----- DATA TO PROCESS -----

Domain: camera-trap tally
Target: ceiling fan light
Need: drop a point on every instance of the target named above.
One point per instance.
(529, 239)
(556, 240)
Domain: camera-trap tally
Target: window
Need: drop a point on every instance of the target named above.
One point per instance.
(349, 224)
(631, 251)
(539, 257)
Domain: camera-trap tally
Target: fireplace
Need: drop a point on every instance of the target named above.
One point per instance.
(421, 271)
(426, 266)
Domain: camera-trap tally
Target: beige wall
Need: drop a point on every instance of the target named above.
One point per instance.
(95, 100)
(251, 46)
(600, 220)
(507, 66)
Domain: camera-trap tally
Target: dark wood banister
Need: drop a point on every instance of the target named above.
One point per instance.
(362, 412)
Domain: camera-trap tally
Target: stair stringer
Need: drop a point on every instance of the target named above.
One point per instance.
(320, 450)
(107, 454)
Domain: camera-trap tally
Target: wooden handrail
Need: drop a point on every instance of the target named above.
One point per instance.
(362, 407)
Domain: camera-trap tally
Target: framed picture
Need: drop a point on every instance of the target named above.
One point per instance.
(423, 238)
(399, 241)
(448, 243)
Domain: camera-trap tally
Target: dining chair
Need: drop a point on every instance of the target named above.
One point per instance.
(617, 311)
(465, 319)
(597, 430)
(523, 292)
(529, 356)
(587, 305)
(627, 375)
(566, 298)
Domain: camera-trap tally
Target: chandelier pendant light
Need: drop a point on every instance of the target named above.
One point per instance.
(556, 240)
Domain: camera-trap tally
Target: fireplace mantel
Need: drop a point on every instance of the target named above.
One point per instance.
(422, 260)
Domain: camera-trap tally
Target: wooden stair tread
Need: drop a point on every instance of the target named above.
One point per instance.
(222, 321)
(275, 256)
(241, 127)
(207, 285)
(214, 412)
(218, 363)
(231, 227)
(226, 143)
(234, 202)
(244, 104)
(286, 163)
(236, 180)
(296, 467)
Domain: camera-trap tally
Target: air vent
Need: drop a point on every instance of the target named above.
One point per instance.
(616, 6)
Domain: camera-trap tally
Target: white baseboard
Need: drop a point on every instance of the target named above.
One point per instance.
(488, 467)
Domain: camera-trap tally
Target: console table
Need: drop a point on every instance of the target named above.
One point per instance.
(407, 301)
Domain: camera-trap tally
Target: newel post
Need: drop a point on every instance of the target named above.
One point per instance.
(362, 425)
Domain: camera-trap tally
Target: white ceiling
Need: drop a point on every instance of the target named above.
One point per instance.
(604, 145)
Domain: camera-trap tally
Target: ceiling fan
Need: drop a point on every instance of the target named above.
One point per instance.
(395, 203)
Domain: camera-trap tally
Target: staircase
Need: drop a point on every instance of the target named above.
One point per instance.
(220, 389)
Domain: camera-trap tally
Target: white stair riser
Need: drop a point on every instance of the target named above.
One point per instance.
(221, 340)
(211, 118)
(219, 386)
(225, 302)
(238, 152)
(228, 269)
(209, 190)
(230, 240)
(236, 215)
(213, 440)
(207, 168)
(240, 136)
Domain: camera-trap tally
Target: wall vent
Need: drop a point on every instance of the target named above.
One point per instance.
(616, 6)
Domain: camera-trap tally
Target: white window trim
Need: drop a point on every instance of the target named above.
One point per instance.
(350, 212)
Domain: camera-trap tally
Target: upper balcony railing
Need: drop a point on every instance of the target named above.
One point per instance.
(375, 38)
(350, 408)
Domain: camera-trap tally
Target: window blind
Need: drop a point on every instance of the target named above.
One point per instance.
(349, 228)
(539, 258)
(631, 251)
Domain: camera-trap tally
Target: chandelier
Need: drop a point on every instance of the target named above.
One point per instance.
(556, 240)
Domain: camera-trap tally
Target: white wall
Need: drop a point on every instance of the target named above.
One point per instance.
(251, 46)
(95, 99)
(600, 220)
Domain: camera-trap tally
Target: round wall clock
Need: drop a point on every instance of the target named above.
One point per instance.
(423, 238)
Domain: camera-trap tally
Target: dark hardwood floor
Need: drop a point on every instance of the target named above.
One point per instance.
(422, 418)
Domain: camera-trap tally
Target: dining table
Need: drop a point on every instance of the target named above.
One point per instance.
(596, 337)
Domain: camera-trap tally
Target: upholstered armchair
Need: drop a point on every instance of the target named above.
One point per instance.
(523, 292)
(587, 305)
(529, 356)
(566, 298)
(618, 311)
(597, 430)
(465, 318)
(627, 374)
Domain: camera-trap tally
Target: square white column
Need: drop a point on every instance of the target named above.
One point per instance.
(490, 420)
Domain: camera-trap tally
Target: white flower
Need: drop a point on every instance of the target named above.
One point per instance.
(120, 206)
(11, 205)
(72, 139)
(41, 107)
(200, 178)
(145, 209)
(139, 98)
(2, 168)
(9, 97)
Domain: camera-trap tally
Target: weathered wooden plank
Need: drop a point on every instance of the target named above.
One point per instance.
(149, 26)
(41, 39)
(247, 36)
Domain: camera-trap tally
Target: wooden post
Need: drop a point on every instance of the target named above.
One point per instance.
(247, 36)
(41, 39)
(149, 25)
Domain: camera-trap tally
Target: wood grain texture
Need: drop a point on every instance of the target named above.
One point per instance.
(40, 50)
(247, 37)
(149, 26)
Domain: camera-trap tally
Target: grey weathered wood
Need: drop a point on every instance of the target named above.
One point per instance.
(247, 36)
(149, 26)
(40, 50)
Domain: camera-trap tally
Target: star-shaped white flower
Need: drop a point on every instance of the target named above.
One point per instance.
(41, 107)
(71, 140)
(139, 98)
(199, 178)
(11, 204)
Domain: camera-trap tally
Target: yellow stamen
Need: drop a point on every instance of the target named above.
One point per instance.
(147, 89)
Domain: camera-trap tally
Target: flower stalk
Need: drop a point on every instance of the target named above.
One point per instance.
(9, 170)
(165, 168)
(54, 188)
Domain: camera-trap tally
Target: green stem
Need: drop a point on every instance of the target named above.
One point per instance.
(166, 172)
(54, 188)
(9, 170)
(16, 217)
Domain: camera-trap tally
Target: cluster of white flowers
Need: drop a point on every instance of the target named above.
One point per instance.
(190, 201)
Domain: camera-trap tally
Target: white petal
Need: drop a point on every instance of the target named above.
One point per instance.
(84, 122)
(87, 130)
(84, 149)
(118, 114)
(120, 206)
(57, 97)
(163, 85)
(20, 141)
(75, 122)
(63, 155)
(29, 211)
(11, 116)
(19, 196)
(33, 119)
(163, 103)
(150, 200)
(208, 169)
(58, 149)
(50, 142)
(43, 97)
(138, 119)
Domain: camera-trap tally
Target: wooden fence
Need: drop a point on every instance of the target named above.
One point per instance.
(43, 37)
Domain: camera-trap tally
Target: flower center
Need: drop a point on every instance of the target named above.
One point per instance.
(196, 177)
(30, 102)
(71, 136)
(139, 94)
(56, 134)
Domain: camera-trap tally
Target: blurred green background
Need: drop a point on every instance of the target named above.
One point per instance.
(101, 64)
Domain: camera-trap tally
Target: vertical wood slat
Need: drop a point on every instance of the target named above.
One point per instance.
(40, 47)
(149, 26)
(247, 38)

-----

SHORT PROBLEM: Copy each line of the data above without altering a single character.

CORRECT ANSWER:
Domain: camera-trap tally
Target: ceiling fan light
Need: drop a point on every instance of the target named above.
One point per instance.
(529, 239)
(556, 240)
Domain: camera-trap tally
Target: window
Need: drop a point on every instance of the target named above.
One point per instance.
(349, 224)
(631, 251)
(539, 257)
Domain: camera-trap tally
Target: fireplace
Need: drop a point on every instance of the target named above.
One point per instance.
(421, 271)
(426, 266)
Domain: camera-trap tally
Target: beige wall
Need: drop a point on every instance of the target named above.
One point per instance.
(95, 100)
(251, 46)
(600, 220)
(507, 66)
Domain: camera-trap tally
Target: dark wood banister
Need: drop a point on every instance of the target named above.
One point per instance.
(362, 412)
Domain: camera-trap tally
Target: stair stringer
Need: drop a point on every instance of the target named above.
One point per instance.
(320, 450)
(107, 454)
Domain: camera-trap tally
Target: wooden handrail
Need: drop a point on every instance of the target named above.
One point per instance.
(362, 407)
Domain: camera-trap tally
Target: framed picture
Need: drop a point on every instance of the target named above.
One point per instance.
(423, 238)
(399, 241)
(448, 243)
Domain: camera-trap tally
Target: dining chair
Need: drop a point on every instance of the target named above.
One point per instance.
(617, 311)
(465, 319)
(597, 430)
(523, 292)
(529, 356)
(587, 305)
(627, 375)
(566, 298)
Domain: camera-trap tally
Target: chandelier pendant light
Need: drop a point on every instance of the target named above.
One point per instance.
(556, 240)
Domain: camera-trap tally
Target: fireplace mantel
Need: drop a point on every instance of the target named above.
One point per instance.
(422, 260)
Domain: camera-trap tally
Target: wooden stair tread
Need: drop a point on every instance of the target named above.
One point per instance.
(222, 321)
(275, 256)
(241, 127)
(207, 285)
(214, 412)
(218, 363)
(231, 227)
(226, 143)
(234, 202)
(244, 104)
(286, 163)
(236, 180)
(296, 467)
Domain: camera-trap tally
Target: air vent
Need: drop a point on every instance of the target named above.
One point per instance.
(616, 6)
Domain: camera-trap tally
Target: white baseboard
Need: drop a point on every instance of the target named above.
One point per instance.
(488, 467)
Domain: camera-trap tally
Target: console table
Need: drop a point on every instance of the target named above.
One point per instance.
(407, 301)
Domain: camera-trap tally
Target: newel post
Need: drop a point on every instance of the target named above.
One point per instance.
(362, 425)
Domain: camera-trap tally
Target: white ceiling
Need: drop a point on every instance of the target named above.
One point per instance.
(604, 145)
Domain: camera-trap tally
Target: ceiling fan
Need: drop a point on every instance of the target named above.
One point per instance.
(395, 203)
Domain: camera-trap tally
Target: staircase
Need: drop a point on every instance of the target named above.
One point per instance.
(220, 389)
Domain: camera-trap tally
Target: white stair riser
Need: drop a point on every instance of the target named above.
One point per instance.
(221, 340)
(211, 118)
(219, 386)
(225, 302)
(238, 152)
(228, 269)
(209, 190)
(230, 240)
(236, 215)
(213, 440)
(207, 168)
(240, 136)
Domain: camera-trap tally
Target: wall vent
Need: drop a point on every instance of the target named above.
One point per instance.
(616, 6)
Domain: camera-trap tally
Target: white window trim
Need: drop a point on every instance of the target named above.
One point per instance.
(350, 212)
Domain: camera-trap tally
Target: upper balcony railing
Need: drop a point on every instance of the target named above.
One point per instance.
(375, 38)
(350, 408)
Domain: camera-trap tally
Target: window blind
Need: drop a point on every instance of the target named above.
One point per instance.
(349, 228)
(539, 258)
(631, 251)
Domain: camera-trap tally
Target: chandelier
Need: drop a point on every instance of the target named above.
One point per instance.
(556, 240)
Domain: camera-trap tally
Target: white wall
Need: drop a point on every instance of the target named above.
One point per instance.
(251, 46)
(95, 99)
(600, 220)
Domain: camera-trap tally
Target: round wall clock
Need: drop a point on every instance of the target named above.
One point per instance.
(423, 238)
Domain: camera-trap tally
Target: dark hardwood floor
Need: drop a point on every instance of the target named above.
One point per instance.
(422, 418)
Domain: camera-trap tally
Target: dining table
Need: drop a point on every instance of the target named above.
One point per instance.
(596, 337)
Domain: camera-trap tally
Target: upholstered armchair
Need: drop a point on every instance of the target named above.
One point per instance.
(523, 292)
(587, 305)
(529, 356)
(566, 298)
(618, 311)
(597, 430)
(465, 318)
(627, 374)
Domain: camera-trap tally
Target: square white column
Need: drop a point on every instance of the target named above.
One point per instance.
(490, 420)
Domain: camera-trap tally
Target: white flower
Need: drop a point on every instance of the target named above.
One point per instance.
(120, 206)
(11, 205)
(72, 139)
(41, 107)
(200, 178)
(145, 209)
(139, 98)
(2, 168)
(9, 97)
Domain: camera-trap tally
Target: weathered wooden plank
Need: drop a point on every instance of the target named above.
One point per instance.
(149, 26)
(41, 39)
(247, 36)
Domain: camera-trap tally
Target: wooden post
Need: drop a point on every instance of the target named above.
One point per instance.
(247, 36)
(41, 39)
(149, 25)
Domain: camera-trap tally
Target: wood grain texture
Need: drop a point on every instance of the target named above.
One point per instance.
(40, 50)
(247, 37)
(149, 26)
Domain: camera-trap tally
Target: grey weathered wood
Need: drop a point on every instance of the target named above.
One point per instance.
(247, 36)
(149, 26)
(40, 50)
Domain: camera-trap tally
Target: star-shaped white flower
Need: drop a point on every instance of the target named above.
One point per instance.
(41, 107)
(71, 140)
(139, 98)
(199, 178)
(11, 204)
Domain: camera-trap tally
Target: yellow stamen
Need: drop a point on every instance of the target named above.
One point per instance.
(147, 89)
Domain: camera-trap tally
Target: flower stalk
Need: drop a point on every instance of the target named above.
One point per instance.
(9, 170)
(165, 168)
(54, 188)
Domain: camera-trap tally
Target: green stem
Need: drop a point on every instance of the target named above.
One point per instance.
(166, 172)
(54, 188)
(9, 170)
(16, 217)
Domain: camera-trap tally
Target: cluster of white flowers
Need: drop a point on every instance of the target named above.
One point per instance.
(190, 201)
Domain: camera-trap tally
Target: white petal
Need: drop a point on every instance of the target named above.
One point per instance.
(84, 122)
(87, 130)
(84, 149)
(118, 114)
(120, 206)
(57, 97)
(163, 85)
(20, 141)
(75, 122)
(63, 155)
(29, 211)
(11, 116)
(19, 196)
(33, 119)
(163, 103)
(150, 200)
(208, 169)
(58, 149)
(50, 142)
(43, 97)
(138, 119)
Domain: camera-trap tally
Target: wooden fence
Need: drop a point on every instance of the target named above.
One point per instance.
(43, 37)
Domain: camera-trap tally
Target: flower center
Need: drop a point on every instance of the target named above.
One point per instance.
(196, 177)
(30, 102)
(71, 136)
(139, 94)
(56, 134)
Domain: camera-trap tally
Target: blurred green background
Need: drop a point on every instance of the target named above.
One point per instance.
(101, 64)
Domain: camera-trap tally
Target: vertical wood slat
Need: drop a point on every instance of the target named above.
One point per instance.
(40, 47)
(149, 26)
(247, 38)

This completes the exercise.